:: PASSAGE ::

1

In my Swift 3.0 app, I want to determine the best name for something by finding the longest common substring of 6 to 12 strings.

Example strings:

ON/OFF office lights
DIM office lights
VALUE office lights
FB office lights
FB VALUE office lights

Desired output:

office lights

I've come across multiple StackOverflow answers for the longest subsequence but haven't been able to adapt any of them to my needs..

Any help would be greatly appreciated!

roy
  • 6,685
  • 3
  • 26
  • 39
Bram Roelandts
  • 470
  • 7
  • 25
  • 4
    I will be the obvious guy here and forward you to Wikipedia. [This article](https://en.wikipedia.org/wiki/Longest_common_substring_problem) has a very good pseudocode which you can adapt to Swift. – Tamás Sengel Aug 05 '17 at 18:02
  • @the4kman I spent half an hour trying, but my knowledge about arrays in Swift is too limited to accomplish this.. – Bram Roelandts Aug 05 '17 at 19:03
  • I updated my answer , sorry for 1hr delay @BramRoelandts – roy Aug 07 '17 at 05:29

1 Answers1

5

I converted Java & C++ code into Swift 3 , collected from GeeksForGeeks Longest Common Subsequence & Longest Common Substring.

It works !

class LongestCommon
{
    // Returns length of LCS for X[0..m-1], Y[0..n-1]
    private static func lcSubsequence(_ X : String  , _ Y : String  ) -> String
    {
        let m = X.characters.count
        let n = Y.characters.count

        var L = Array(repeating: Array(repeating: 0, count: n + 1 ) , count: m + 1)
        // Following steps build L[m+1][n+1] in bottom up fashion. Note
        // that L[i][j] contains length of LCS of X[0..i-1] and Y[0..j-1]
        for i in stride(from: 0, through: m, by: 1)
        {
            for j in stride(from: 0, through: n, by: 1)
            {
                if i == 0 || j == 0
                {
                    L[i][j] = 0;
                }
                else if X[X.index( X.startIndex , offsetBy: (i - 1) )] == Y[Y.index( Y.startIndex , offsetBy: (j - 1) )]
                {
                    L[i][j] = L[i-1][j-1] + 1
                }
                else
                {
                   L[i][j] = max(L[i-1][j], L[i][j-1])
                }
            }

        }

        // Following code is used to print LCS
        var index = L[m][n]
        // Create a character array to store the lcs string
        var lcs = ""

:: TASKS AND EXERCISES ::
1. In the Swift substring thread, rewrite the stretch from "I've come across" through "be greatly appreciated!", substituting "Stack Overflow" for "StackOverflow".
2. According to the Swift substring thread, what output is desired for the example strings?
3. Continue the Swift substring thread from the point at which it stops.
The material is not needed for this work.

:: INFORMATION SUPPLIED ::
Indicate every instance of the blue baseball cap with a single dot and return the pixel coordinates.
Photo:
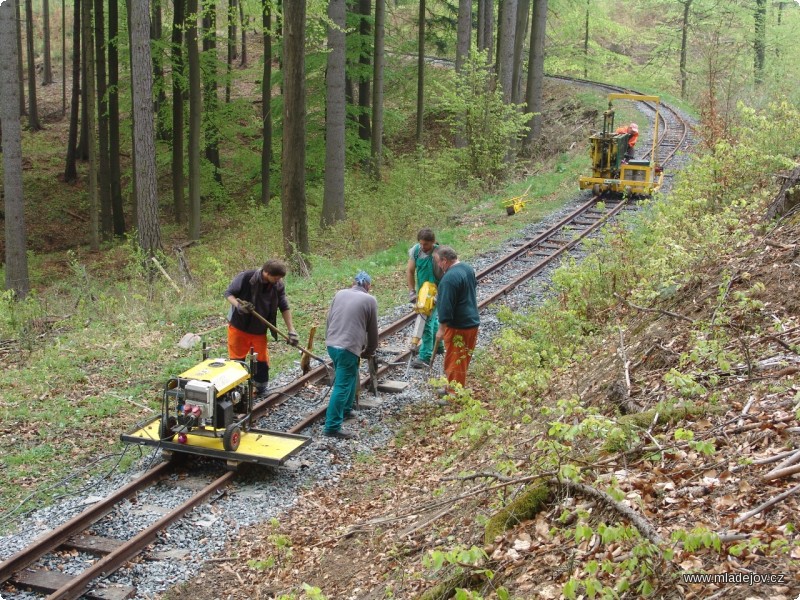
(362, 277)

:: WRITTEN RESPONSES ::
1.
I've come across multiple Stack Overflow answers for the longest subsequence but haven't been able to adapt any of them to my needs..

Any help would be greatly appreciated!

2. The desired output is "office lights".

3.
        // Start from the right-most-bottom-most corner and
        // one by one store characters in lcs[]
        var i = m
        var j = n

        while (i > 0 && j > 0)
        {
            // If current character in X[] and Y are same, then
            // current character is part of LCS
            if X[X.index( X.startIndex , offsetBy: (i - 1) )] == Y[Y.index( Y.startIndex , offsetBy: (j - 1) )]
            {
                lcs.append(X[X.index( X.startIndex , offsetBy: (i - 1) )])
                i-=1
                j-=1
                index-=1
            }
            // If not same, then find the larger of two and
            // go in the direction of larger value
            else if (L[i-1][j] > L[i][j-1])
            {
                i-=1
            }
            else
            {
                j-=1
            }
        }

        // return the lcs
        return String(lcs.characters.reversed())
    }

    // Returns length of LCS for X[0..m-1], Y[0..n-1]
    private static func lcSubstring(_ X : String  , _ Y : String  ) -> String
    {
        let m = X.characters.count
        let n = Y.characters.count

        var L = Array(repeating: Array(repeating: 0, count: n + 1 ) , count: m + 1)
        var result : (length : Int, iEnd : Int, jEnd : Int) = (0,0,0)
        // Following steps build L[m+1][n+1] in bottom up fashion. Note
        // that L[i][j] contains length of LCS of X[0..i-1] and Y[0..j-1]
        for i in stride(from: 0, through: m, by: 1)
        {
            for j in stride(from: 0, through: n, by: 1)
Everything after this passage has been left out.